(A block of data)
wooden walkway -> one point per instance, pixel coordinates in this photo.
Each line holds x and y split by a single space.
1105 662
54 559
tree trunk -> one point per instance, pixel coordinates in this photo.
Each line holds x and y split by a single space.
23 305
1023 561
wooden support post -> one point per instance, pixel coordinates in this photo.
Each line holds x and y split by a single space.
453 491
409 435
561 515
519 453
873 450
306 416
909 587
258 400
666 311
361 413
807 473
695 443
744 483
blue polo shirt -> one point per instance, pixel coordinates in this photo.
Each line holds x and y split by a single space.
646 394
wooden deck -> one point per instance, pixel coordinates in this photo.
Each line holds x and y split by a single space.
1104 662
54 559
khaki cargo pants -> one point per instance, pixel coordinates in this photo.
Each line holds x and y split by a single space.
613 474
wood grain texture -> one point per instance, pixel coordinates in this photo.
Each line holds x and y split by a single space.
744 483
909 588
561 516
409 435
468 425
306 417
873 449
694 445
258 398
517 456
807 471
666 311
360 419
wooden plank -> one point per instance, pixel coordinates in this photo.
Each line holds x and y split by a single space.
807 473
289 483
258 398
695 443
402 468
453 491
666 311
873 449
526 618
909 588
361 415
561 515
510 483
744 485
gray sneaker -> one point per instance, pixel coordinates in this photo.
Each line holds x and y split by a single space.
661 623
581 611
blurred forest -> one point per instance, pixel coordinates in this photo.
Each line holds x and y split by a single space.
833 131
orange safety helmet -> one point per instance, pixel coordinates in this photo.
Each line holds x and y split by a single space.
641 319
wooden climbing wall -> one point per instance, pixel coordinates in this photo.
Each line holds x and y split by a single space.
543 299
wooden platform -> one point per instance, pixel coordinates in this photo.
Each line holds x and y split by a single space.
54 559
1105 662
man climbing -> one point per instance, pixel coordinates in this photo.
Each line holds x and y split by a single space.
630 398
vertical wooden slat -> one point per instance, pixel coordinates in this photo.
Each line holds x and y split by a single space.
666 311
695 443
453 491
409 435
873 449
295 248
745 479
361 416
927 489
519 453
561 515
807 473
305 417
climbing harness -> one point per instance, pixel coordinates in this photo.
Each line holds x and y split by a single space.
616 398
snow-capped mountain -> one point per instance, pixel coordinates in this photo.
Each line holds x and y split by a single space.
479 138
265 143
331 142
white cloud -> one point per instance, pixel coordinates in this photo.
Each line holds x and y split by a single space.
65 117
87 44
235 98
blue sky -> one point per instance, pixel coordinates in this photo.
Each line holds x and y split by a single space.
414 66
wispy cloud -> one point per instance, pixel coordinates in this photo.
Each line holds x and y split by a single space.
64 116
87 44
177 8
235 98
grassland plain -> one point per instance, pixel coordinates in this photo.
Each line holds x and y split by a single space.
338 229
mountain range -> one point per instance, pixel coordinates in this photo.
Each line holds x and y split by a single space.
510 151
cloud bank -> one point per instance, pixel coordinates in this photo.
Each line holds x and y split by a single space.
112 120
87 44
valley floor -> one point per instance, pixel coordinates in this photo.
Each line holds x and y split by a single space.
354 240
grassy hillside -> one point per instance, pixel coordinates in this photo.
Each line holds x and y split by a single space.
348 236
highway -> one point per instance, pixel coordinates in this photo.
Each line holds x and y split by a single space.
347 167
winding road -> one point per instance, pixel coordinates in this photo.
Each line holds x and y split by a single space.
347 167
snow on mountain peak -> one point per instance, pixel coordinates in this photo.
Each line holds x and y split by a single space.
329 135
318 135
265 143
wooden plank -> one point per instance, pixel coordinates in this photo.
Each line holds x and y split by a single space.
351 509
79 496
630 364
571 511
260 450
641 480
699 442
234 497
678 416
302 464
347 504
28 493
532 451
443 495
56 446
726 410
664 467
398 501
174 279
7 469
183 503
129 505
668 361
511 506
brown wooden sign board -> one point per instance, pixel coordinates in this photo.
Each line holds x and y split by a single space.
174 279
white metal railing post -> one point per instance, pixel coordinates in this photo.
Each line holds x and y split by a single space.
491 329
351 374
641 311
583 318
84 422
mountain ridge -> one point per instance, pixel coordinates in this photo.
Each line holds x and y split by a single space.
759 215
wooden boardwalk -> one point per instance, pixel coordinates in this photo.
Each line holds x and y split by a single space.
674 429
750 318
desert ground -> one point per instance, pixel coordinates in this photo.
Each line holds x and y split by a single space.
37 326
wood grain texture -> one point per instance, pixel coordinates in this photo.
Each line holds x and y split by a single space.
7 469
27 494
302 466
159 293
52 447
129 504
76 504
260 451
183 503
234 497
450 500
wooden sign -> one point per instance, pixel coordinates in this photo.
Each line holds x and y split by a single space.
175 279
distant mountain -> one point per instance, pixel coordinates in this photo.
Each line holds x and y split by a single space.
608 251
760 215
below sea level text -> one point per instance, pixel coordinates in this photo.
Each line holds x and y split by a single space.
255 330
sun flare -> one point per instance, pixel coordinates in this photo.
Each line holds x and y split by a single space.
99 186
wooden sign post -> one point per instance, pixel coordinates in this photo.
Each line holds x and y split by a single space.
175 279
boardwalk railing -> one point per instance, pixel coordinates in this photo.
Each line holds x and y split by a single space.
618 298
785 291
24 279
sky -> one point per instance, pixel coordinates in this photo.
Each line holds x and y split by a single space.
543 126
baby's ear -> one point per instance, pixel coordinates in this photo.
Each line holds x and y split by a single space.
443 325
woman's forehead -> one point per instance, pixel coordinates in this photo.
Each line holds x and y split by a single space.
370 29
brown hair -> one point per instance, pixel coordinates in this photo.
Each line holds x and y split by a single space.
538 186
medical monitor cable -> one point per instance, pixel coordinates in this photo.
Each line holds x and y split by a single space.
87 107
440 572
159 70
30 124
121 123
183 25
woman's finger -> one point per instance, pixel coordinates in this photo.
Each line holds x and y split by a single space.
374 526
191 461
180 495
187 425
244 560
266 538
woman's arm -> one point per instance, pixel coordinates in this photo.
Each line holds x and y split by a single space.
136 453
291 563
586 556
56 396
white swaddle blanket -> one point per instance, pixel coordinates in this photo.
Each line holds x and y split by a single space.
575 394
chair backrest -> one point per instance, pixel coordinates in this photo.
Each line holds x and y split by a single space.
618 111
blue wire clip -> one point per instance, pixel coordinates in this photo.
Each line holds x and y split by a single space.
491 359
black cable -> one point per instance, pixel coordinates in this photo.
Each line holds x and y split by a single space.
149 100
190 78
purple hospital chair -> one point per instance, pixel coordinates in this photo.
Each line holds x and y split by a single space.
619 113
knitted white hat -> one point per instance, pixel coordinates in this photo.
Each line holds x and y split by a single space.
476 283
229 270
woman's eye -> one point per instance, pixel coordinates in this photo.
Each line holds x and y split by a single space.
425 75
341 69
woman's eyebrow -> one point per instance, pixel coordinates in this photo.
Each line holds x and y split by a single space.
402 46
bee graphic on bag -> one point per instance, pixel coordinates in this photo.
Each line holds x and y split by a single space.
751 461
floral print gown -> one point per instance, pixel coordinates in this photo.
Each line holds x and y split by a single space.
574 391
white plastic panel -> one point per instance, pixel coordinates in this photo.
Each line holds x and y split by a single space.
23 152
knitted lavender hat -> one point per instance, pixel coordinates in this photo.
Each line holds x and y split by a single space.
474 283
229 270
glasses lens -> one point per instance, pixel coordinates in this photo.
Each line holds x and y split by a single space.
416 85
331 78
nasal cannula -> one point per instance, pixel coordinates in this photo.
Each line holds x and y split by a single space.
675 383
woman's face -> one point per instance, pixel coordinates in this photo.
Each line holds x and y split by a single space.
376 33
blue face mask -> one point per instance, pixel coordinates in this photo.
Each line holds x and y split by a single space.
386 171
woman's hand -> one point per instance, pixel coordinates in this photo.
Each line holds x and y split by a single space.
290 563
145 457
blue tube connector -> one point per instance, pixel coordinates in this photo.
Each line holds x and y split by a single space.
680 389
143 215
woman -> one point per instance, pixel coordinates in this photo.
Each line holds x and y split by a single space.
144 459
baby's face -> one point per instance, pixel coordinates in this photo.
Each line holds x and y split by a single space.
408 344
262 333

__EXERCISE OBJECTIVE__.
Extract every line from the one containing "blue face mask" to the end of the entries, including both of those lines, exactly as given and with nothing added.

__SOLUTION BELOW__.
blue face mask -> one point per instance, pixel coordinates in this photo.
Each line holds x and y split by a single space.
386 171
woman's hand -> one point per instance, pixel coordinates in this photo.
Each line holds x and y split by a single space.
290 563
145 457
blue tube connector -> one point per instance, pixel coordinates in this photo.
Each line holds x and y split by a single space.
680 389
143 215
woman -> one point per instance, pixel coordinates in this photo.
Each line holds x and y split by a single space.
144 459
baby's face -> one point per instance, pixel coordinates in this photo.
Each line holds x and y split by a single space.
408 344
262 333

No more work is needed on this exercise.